■ **Provided entries**
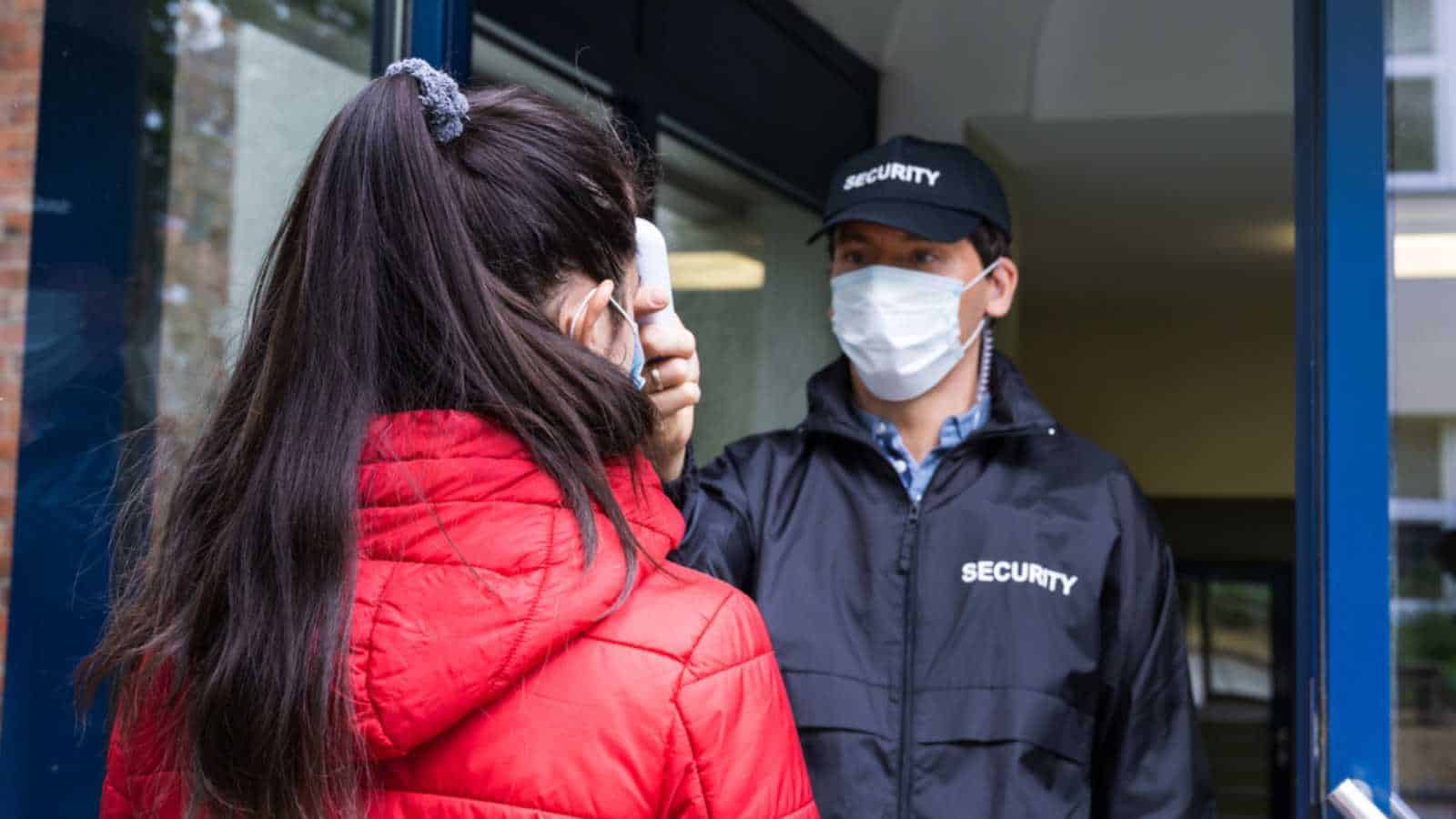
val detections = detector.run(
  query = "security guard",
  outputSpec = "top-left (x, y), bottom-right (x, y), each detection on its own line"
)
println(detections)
top-left (643, 137), bottom-right (1213, 819)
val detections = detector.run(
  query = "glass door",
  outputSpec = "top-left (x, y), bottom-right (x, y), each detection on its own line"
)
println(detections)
top-left (1385, 0), bottom-right (1456, 819)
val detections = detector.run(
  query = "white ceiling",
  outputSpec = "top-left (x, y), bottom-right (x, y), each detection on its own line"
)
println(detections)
top-left (796, 0), bottom-right (1294, 306)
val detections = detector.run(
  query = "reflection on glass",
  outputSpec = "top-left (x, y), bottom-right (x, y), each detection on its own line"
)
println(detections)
top-left (140, 0), bottom-right (374, 451)
top-left (470, 15), bottom-right (612, 113)
top-left (1386, 0), bottom-right (1456, 816)
top-left (1385, 0), bottom-right (1434, 54)
top-left (1386, 77), bottom-right (1437, 174)
top-left (1178, 576), bottom-right (1276, 816)
top-left (655, 134), bottom-right (839, 462)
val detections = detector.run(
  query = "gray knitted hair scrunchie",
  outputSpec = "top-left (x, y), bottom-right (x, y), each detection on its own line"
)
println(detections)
top-left (384, 56), bottom-right (470, 145)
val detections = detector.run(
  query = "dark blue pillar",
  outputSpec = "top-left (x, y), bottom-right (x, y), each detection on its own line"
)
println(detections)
top-left (0, 0), bottom-right (147, 819)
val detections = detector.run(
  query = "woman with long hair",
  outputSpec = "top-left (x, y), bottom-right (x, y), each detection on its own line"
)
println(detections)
top-left (77, 60), bottom-right (817, 819)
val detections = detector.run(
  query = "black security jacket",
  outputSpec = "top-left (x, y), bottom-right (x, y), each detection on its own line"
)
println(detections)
top-left (670, 356), bottom-right (1213, 819)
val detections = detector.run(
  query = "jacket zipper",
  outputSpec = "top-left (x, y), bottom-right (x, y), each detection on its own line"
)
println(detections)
top-left (898, 502), bottom-right (920, 817)
top-left (804, 424), bottom-right (1056, 819)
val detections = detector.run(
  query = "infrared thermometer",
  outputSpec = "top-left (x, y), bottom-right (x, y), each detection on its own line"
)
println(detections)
top-left (638, 218), bottom-right (677, 324)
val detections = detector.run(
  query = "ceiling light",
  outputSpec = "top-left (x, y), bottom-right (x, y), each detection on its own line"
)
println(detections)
top-left (667, 250), bottom-right (763, 290)
top-left (1395, 233), bottom-right (1456, 278)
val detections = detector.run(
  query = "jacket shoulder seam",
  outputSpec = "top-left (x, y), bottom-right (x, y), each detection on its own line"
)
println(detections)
top-left (581, 634), bottom-right (686, 663)
top-left (672, 591), bottom-right (733, 693)
top-left (682, 649), bottom-right (774, 688)
top-left (364, 564), bottom-right (399, 751)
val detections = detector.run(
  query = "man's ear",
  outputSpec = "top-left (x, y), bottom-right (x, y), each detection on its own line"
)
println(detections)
top-left (986, 257), bottom-right (1021, 319)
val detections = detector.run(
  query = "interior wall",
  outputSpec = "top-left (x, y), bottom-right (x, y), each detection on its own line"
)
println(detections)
top-left (1021, 294), bottom-right (1294, 499)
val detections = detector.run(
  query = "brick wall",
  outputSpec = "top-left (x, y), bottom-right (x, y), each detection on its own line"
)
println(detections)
top-left (0, 0), bottom-right (46, 705)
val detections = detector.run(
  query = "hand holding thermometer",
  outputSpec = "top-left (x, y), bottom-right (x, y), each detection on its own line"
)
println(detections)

■ **Work to be completed**
Rewrite every line of the material, requests included, starting at the beginning and ending with the line that contains "top-left (643, 137), bottom-right (1213, 819)". Multiply each bounding-box coordinate in the answers by 2.4 and round it to a whole number, rounding halves up; leave the requests' numbers and the pictures out of it.

■ **Written response**
val detections = detector.run(
  query = "security guard",
  outputSpec = "top-left (x, y), bottom-right (x, y), each detection on its own line"
)
println(detections)
top-left (1543, 329), bottom-right (2911, 1966)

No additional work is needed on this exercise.